Data for processing:
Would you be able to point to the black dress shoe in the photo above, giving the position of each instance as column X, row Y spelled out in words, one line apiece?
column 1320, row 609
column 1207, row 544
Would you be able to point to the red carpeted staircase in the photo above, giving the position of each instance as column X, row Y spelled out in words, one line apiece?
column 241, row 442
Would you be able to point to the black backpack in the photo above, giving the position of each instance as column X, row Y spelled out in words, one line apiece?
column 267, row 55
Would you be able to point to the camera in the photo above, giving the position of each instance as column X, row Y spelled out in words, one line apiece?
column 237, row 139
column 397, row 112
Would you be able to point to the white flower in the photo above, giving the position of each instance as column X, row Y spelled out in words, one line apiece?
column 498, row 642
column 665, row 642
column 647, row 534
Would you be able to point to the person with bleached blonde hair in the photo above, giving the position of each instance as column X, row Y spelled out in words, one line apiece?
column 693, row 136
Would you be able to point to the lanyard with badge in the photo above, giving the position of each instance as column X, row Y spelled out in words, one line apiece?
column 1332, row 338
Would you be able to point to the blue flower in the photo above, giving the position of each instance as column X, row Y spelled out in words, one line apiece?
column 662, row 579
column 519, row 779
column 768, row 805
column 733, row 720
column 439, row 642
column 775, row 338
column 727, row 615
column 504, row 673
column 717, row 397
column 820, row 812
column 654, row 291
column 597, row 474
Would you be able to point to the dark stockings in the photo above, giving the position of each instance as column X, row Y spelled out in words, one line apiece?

Exercise instructions:
Could you retype each of the entries above word for word, keeping every one on its own line?

Output of the exercise:
Would you be able to point to the black dress shoe in the photo above, giving the position of each instance as column X, row Y spelled out in words, one line apiece?
column 1320, row 609
column 1207, row 544
Would you be able to point to the red carpeted staircase in the photo above, giving the position of each instance as column X, row Y spelled out in words, one line apiece?
column 241, row 442
Would you be able to point to the black backpack in the photo above, giving the position of each instance as column X, row Y spelled out in words, one line apiece?
column 267, row 55
Would you be able to point to the camera in the photo above, giving the position of each instance as column X, row Y spelled out in words, one line apiece?
column 237, row 139
column 397, row 112
Would you be able to point to the white flower in the photo above, giving the position of each instance as column X, row Y spelled out in words, one line apiece?
column 498, row 642
column 665, row 642
column 647, row 534
Would you be able to point to the person with bleached blonde hair in the photo above, giving the position of each instance as column X, row Y spelled out in words, one line apiece?
column 693, row 136
Would you be able to point to the lanyard with badge in the photo above, giving the position of each instance as column X, row Y spelled out in words, one line apiece?
column 1332, row 338
Would you be able to point to the blue flower in the photo above, giving the position of each instance as column X, row Y spelled out in words, one line apiece?
column 662, row 579
column 519, row 779
column 768, row 805
column 733, row 720
column 439, row 642
column 775, row 338
column 727, row 615
column 504, row 673
column 717, row 397
column 820, row 812
column 654, row 291
column 597, row 474
Would you be able to point to the dark stockings in the photo above, giving the position of each instance as column X, row Y spelled out in words, one line apiece?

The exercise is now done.